• Selected text:

Function Naming Conventions and Best Practice

I'm interested in getting some more discussion going around what might be considered best practice in terms of naming conventions for the exported functions of R packages.

Of particular interest is whether and when the object_verb naming strategy is suitable. This type of prefixing is evident in packages like stringr (str_*), forcats (fct_*) and googlesheets (gs_* etc).

I think the two main advantages of this are that it:

  1. facilitates tab completion and the discovery of functions - especially for interactive use when it's common for packages to be loaded upfront with library()
  2. helps avoid the potential for namespace conflicts with other packages that use similar verbs (e.g. API packages)

I'm in favour of this approach, and it is also encouraged in ROpenSci's packaging guide. However, it seems like it could also be slightly controversial (e.g. some feel this is essentially a namespacing issue and prefixing is a dirty workaround). Please see my blog post for more background on this:

In terms of framing the discussion, I'd like to point people to this article by Francois Chollet, the author of Keras (thanks to @jennybryan for sharing this!). Some parts of it apply more directly to naming conventions than others, but I think it is an excellent resource and I am all for encouraging a "design culture" among R developers.

• Supplied data:
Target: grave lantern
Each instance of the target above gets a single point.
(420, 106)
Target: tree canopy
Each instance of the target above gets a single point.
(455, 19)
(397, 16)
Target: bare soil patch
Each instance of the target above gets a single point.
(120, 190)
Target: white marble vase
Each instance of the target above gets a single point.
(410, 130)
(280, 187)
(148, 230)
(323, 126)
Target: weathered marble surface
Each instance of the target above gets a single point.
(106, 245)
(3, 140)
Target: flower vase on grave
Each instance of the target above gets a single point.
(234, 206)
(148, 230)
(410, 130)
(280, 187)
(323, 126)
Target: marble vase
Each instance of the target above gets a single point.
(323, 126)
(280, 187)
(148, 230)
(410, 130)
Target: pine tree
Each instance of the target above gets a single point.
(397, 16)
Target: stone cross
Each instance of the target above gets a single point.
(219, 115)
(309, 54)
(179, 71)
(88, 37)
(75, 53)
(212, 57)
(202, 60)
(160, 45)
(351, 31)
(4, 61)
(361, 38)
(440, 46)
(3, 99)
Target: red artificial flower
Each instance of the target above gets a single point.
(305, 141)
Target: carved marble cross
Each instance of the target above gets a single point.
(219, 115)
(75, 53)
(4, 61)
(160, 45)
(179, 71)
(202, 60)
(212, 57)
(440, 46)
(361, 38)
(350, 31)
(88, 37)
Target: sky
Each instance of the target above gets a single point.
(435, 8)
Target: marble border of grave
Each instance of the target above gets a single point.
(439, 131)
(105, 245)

• Work to complete:
1. In the post on function naming conventions, which prefix does the forcats package use?
2. For each statement, answer yes or no according to the post on function naming conventions, and quote the deciding words: (a) The writer opposes the object_verb prefixing approach. (b) ROpenSci's packaging guide encourages this approach. (c) Francois Chollet is the author of Keras.
3. Resume the post on function naming conventions after its final sentence.
The rows have nothing to do with the post on function naming conventions.

• Responses in order:
1. fct_*

2.
(a) No: "I'm in favour of this approach"
(b) Yes: "it is also encouraged in ROpenSci's packaging guide"
(c) Yes: "Francois Chollet, the author of Keras"

3.
My sense is that a "design culture" means that sometimes we may need to be a little flexible with certain development principles in favour of making things more useable for both ourselves and others. Purists may disagree with that, but one of the things which makes R a great language is the ongoing interaction between R users and (package) developers, and the fact that many of us wear both hats (almost) interchangeably. This is underpinned to a large extent by some of the design intent for R (and S) as highlighted by @jcheng in this interview:

R is not a DSL. It’s a language for writing DSLs, which is something that’s altogether more powerful.

By the way - that whole interview is well worth the read if you haven't seen it before and much of it is also relevant to the framing of this discussion. Especially the latter parts about comparing R to other languages, and the influence of computer science and software engineering making its way into R.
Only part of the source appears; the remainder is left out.